# [WHAT THE EXERCISE ASKS]
Find every line in the records below that contains the word "woman" and copy each of those lines.

# START OF DATASET CONTENT

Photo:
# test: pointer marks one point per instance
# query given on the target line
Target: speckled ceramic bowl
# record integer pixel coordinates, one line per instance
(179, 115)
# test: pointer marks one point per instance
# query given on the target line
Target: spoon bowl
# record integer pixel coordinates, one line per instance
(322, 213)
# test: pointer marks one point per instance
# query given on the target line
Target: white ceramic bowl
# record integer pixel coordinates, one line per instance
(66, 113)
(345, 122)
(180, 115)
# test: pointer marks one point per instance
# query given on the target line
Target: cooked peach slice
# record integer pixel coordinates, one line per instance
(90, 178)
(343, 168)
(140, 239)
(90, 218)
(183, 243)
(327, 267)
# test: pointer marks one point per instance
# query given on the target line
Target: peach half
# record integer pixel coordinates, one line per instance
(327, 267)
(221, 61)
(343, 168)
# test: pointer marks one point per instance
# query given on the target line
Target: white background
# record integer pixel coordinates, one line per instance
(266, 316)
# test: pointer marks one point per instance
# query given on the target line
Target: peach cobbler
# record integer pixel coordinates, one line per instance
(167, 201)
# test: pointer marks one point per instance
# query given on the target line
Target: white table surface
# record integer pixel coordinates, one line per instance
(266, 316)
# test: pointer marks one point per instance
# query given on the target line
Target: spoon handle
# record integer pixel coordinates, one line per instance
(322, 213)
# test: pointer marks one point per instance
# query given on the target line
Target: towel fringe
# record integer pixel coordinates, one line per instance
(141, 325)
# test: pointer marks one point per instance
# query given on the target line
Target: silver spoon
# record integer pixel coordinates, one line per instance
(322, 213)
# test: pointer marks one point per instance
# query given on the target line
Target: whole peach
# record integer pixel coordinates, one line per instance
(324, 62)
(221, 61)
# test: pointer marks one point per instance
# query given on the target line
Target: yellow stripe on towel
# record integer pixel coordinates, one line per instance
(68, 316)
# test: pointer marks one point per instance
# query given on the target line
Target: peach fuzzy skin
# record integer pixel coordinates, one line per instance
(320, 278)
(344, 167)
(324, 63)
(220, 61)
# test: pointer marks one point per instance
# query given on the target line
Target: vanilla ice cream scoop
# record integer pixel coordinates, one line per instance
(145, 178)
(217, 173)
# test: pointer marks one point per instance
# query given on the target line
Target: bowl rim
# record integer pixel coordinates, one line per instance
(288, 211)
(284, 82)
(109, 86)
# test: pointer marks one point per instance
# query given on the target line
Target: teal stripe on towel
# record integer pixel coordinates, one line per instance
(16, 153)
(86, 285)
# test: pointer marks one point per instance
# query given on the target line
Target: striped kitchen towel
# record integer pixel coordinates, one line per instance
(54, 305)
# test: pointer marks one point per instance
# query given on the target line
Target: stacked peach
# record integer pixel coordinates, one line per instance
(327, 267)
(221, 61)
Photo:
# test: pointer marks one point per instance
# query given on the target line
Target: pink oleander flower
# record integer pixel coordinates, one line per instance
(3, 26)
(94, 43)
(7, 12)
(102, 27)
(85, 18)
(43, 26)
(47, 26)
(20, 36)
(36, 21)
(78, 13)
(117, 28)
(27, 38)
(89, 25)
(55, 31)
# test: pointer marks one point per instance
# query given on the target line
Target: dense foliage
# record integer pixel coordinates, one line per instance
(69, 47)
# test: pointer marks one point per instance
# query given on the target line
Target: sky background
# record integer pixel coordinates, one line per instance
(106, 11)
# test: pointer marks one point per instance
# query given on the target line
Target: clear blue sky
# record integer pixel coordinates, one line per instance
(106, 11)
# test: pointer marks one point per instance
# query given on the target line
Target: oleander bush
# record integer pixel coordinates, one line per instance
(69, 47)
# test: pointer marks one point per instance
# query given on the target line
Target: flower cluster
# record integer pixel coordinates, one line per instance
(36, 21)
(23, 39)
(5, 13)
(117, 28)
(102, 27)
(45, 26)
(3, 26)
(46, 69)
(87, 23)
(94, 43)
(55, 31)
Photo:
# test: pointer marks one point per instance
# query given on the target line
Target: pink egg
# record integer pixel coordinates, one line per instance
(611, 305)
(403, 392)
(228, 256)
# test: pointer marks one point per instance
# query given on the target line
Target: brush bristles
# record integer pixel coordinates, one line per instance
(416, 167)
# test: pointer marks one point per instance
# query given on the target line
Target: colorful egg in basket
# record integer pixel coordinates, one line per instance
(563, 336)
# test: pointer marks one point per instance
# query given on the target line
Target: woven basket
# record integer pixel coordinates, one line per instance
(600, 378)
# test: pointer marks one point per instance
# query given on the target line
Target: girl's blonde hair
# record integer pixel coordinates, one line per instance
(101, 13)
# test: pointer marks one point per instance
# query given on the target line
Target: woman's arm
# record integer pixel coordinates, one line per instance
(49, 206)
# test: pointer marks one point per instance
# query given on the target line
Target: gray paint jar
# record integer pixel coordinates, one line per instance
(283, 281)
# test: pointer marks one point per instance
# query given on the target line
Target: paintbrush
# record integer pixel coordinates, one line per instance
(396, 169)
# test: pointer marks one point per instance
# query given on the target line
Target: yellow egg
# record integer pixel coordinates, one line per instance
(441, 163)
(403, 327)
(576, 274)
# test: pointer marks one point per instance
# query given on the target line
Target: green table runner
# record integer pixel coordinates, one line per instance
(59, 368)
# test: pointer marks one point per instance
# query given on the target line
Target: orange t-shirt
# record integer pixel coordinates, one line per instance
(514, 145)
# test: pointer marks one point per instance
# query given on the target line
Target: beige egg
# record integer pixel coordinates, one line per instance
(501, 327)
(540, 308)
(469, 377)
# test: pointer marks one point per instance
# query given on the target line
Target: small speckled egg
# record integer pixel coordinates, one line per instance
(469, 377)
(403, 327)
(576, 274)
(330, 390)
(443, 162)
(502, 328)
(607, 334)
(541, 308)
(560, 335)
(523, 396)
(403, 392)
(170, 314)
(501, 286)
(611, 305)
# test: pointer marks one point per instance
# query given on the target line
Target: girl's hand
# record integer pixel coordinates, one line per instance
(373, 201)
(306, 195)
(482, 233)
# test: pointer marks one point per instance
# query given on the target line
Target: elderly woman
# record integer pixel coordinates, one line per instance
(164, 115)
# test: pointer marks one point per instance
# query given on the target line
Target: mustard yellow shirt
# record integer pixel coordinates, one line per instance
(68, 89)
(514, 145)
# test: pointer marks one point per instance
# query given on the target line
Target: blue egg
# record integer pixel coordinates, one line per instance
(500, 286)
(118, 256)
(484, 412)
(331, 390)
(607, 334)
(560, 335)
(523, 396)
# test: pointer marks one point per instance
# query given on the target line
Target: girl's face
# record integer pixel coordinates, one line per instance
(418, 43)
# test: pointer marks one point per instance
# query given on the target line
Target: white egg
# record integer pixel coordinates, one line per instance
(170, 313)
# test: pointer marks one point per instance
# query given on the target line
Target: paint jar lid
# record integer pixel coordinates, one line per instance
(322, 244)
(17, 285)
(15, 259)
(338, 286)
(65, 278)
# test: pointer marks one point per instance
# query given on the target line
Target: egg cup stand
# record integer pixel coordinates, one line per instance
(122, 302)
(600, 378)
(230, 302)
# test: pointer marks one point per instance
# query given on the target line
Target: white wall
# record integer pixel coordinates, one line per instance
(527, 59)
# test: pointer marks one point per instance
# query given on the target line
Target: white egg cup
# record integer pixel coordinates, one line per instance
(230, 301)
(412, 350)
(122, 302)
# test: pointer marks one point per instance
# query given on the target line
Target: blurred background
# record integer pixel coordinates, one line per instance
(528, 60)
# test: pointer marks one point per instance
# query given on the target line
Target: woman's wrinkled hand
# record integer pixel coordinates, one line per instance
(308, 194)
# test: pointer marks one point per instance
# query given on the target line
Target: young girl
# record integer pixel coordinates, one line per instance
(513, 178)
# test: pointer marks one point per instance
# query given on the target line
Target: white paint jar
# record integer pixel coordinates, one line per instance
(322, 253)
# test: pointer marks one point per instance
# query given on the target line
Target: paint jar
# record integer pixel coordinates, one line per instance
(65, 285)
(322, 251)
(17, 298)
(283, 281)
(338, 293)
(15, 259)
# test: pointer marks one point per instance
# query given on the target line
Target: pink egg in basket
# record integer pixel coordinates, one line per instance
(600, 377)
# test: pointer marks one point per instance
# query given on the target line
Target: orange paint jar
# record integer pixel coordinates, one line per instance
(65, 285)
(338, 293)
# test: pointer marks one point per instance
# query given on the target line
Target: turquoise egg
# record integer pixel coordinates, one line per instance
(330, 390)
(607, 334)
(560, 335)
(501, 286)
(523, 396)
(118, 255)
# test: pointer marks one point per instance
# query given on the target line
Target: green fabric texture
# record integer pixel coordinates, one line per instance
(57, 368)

# END OF DATASET CONTENT

# [EXERCISE OUTPUT]
Target: woman's arm
Target: elderly woman
Target: woman's wrinkled hand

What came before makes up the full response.